**EXCERPT TO READ**

--------------------

When Rumi Meets the Electric Guitar
The combining of Sufi poetry or music with distortion was not created as a new genre, as demonstrated by the band Junoon from the early 1990s, but there is something distinct and powerful happening to this new genre that makes it feel much more personal than anything we observed 30 years ago; it feels much more urgent and intimate.
There are more than a few bands and musicians creating their own sound on platforms like SoundCloud; there are also many small live performances within restaurants, cafés, and other public places that are taking the traditional poetry of Rumi, Bulleh Shah, Shah Hussain, and Sachal Sarmast and re-setting it to a new beat on a distorted guitar, and the youth are embracing it.
The Shrine as a Safe Space
Beyond the music, young people are also physically returning to shrines.
Data Darbar in Lahore. Lal Shahbaz Qalandar in Sehwan. Abdullah Shah Ghazi in Karachi. All these places have been known to draw large crowds. However, in current times, they are drawing a different type of crowd.
According to some members of Generation Z, visiting the shrines is “the one place you can go to where nobody is judging you.” Because there is no dress code that is being enforced, there is no defined social hierarchy within the shrine. For example, a rickshaw driver and a university student can comfortably sit on the same mat listening to the same Qawwali music.

--------------------

**DATA PROVIDED**
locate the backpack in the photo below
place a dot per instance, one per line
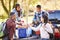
(50, 34)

--------------------

**EXERCISE SET**
a - In the piece on Sufi music and young people at shrines, which band from the early 1990s is named as having already mixed Sufi poetry with distortion?
b - Pick up the piece on Sufi music and young people at shrines right after its last sentence and keep it going.
The material that comes with this page isn't needed for anything here.

**RESPONSES TO THE EXERCISE**
a - Junoon.

b -
This ‘inclusivity’ is something that is missing from the majority of modern Pakistan. Young people, especially women, are now noticing this difference. The shrine does not question your political views. It does not check your religious affiliation. It is simply accepting you for who you are when you enter.
A Soft Resistance Against Extremism
Something quieter moves beneath this comeback, tied to power struggles even if it seems far from them. Love shapes Sufism, along with openness and deep commitment, qualities standing apart from rigid doctrines pushed by hardline factions. Shrines honouring these traditions have been attacked, not just damaged but silenced, since their spirit offers warmth, shared celebration, and room for personal faith. Fear drives those explosions; what they destroy is not stone but belonging.
Should someone in Karachi pick qawwali over angry speeches, culture gains a quiet supporter. A tune shaped by Bulleh Shah’s words, sharp, kind, full of doubt and calm, becomes defiance without noise. News ignores such moments, yet their weight remains unchanged. What slips past headlines often carries the most.
The Revival Pakistan Needed
This Sufi-rock movement is not nostalgia. It is a necessity. For this generation, there was an absence of a connection to spirituality, and they have finally discovered a means of connection via sounds created long ago, the wisdom of the ancients delivered in today’s voice. Shrines provide a sense of peace and stillness to those who visit them, which is lacking in digital spaces.
“The question was asked by Bulleh Shah: ‘Who am I?’ This same question is being asked by this generation (Generation Z), and they are on the path of discovering the answer to this question through music.